===== MATERIAL FOR THIS TASK

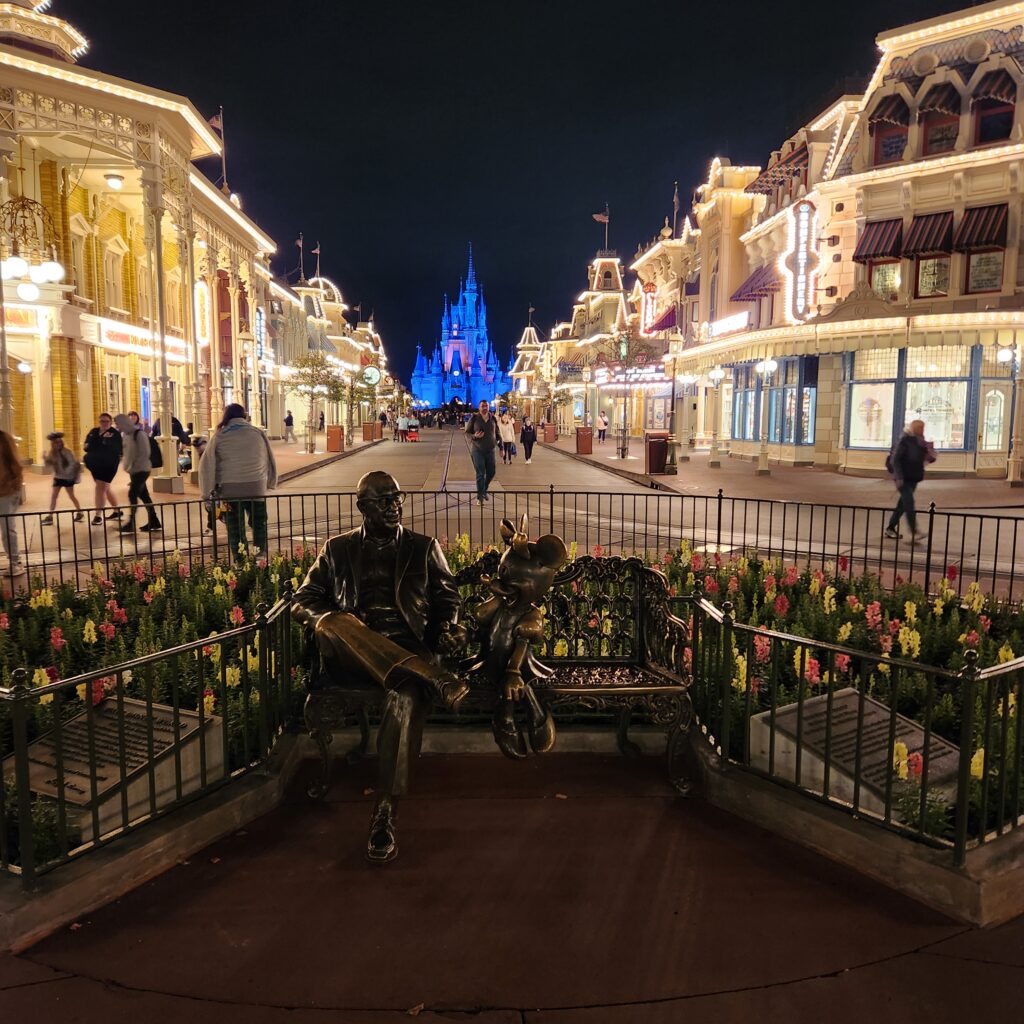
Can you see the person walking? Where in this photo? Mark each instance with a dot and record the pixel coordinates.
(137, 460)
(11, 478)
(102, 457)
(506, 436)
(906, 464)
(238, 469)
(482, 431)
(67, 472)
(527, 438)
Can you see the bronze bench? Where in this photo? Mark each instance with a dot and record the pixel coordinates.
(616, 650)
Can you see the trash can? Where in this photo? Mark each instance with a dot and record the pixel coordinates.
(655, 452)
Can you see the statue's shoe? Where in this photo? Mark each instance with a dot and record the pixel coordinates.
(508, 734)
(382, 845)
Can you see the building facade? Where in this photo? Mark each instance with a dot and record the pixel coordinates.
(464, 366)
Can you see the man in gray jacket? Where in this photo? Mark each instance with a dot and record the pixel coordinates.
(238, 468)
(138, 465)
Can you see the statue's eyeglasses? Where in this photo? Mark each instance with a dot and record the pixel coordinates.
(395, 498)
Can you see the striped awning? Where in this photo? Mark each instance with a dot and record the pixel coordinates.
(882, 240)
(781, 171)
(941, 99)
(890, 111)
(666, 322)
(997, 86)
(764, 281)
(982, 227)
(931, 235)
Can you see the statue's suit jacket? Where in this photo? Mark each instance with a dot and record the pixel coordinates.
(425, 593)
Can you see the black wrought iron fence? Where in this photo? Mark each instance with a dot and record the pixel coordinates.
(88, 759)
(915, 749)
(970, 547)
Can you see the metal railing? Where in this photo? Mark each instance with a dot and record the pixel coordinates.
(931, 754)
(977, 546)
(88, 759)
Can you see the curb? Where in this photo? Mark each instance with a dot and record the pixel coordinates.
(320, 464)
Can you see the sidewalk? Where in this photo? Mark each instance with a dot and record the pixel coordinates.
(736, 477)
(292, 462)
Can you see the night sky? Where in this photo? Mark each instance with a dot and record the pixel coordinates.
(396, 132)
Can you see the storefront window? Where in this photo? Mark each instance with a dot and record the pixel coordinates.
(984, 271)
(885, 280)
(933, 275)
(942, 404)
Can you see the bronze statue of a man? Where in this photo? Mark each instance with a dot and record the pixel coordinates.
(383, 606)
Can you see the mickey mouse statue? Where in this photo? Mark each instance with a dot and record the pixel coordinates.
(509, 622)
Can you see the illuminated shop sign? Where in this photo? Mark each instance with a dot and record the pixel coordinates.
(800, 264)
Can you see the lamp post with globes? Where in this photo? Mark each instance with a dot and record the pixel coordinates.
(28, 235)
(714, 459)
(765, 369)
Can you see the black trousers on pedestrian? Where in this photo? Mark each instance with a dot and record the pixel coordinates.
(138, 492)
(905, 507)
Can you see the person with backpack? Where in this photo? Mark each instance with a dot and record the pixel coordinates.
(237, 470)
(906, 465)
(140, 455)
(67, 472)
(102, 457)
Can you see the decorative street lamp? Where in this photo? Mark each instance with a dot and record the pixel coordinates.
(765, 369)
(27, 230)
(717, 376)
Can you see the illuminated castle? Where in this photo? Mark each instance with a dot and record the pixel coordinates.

==========

■ CHALLENGE
Repeat the material above verbatim, with no pictures in the output.

■ ANSWER TO THE PROBLEM
Can you see the person walking? Where in this photo? Mark each instance with a dot and record the pixel coordinates.
(137, 460)
(11, 478)
(102, 457)
(506, 436)
(906, 464)
(238, 469)
(482, 431)
(67, 472)
(527, 438)
Can you see the bronze bench? Where in this photo? Mark each instance with a dot and record the pixel coordinates.
(616, 650)
Can you see the trash can? Where in this photo? Mark each instance with a dot and record the pixel coordinates.
(655, 452)
Can you see the statue's shoe? Where in this photo? Mark each instance with a dot and record the pixel coordinates.
(508, 734)
(382, 845)
Can you see the building facade? Where in this photo? Mark each instance with a dot and record the pixel coordinates.
(464, 366)
Can you see the man in gray jacket? Where in this photo? Mark each instance with a dot and record the pixel coordinates.
(238, 468)
(138, 465)
Can you see the statue's eyeglasses? Where in this photo? Mark each instance with a dot and record the pixel coordinates.
(395, 498)
Can you see the striped awning? Where in this photo? Mark each instance with a dot and record the pixel coordinates.
(882, 240)
(781, 171)
(941, 99)
(890, 111)
(666, 322)
(997, 86)
(764, 281)
(982, 227)
(931, 235)
Can you see the statue's suit jacket? Where in this photo? Mark each instance with a dot and record the pixel coordinates.
(425, 593)
Can you see the black wrought iron fence? Where in this photo? Mark each instance with a dot and record the pixel coordinates.
(88, 759)
(915, 749)
(970, 547)
Can you see the metal railing? Where in this photo? Mark each instance with a dot and record the pixel coordinates.
(931, 754)
(977, 546)
(88, 759)
Can you see the curb? Where in this photo? Mark each instance with a dot and record the pixel coordinates.
(320, 464)
Can you see the sidewalk? Where in this photo? Mark each instance with a dot and record the pixel coordinates.
(736, 477)
(292, 462)
Can you see the night sky? Where in this photo? Mark each instance with a dot and record the pixel coordinates.
(396, 132)
Can you see the storefront window? Where in this photo? Mark each instance with a dot and record the pixel coordinates.
(984, 271)
(885, 280)
(933, 275)
(942, 404)
Can you see the bronze statue of a man? Where in this photo? Mark each instance with a dot and record the pixel coordinates.
(383, 606)
Can you see the mickey mouse statue? Where in this photo? Mark each instance with a dot and record the pixel coordinates.
(509, 622)
Can you see the illuminated shop sign? Where in this photo? Mark each instance with a dot and record the pixel coordinates.
(800, 264)
Can you see the lamp post with globes? Where in this photo? Mark each instance with a dot and record the pixel coordinates.
(28, 235)
(714, 459)
(765, 369)
Can you see the black trousers on pedestrian? Where in this photo? Mark each instance with a dot and record the pixel coordinates.
(138, 492)
(905, 507)
Can you see the person with backpack? Where in this photo? Mark each instance with a dot and record the pixel coordinates.
(237, 470)
(906, 465)
(140, 455)
(67, 472)
(102, 457)
Can you see the decorative street lamp? Where in this photo? Mark each instance with a dot and record the pixel coordinates.
(765, 369)
(27, 230)
(717, 376)
Can you see the illuminated castle? Where in this photo? Mark each instance with a dot and record the pixel coordinates.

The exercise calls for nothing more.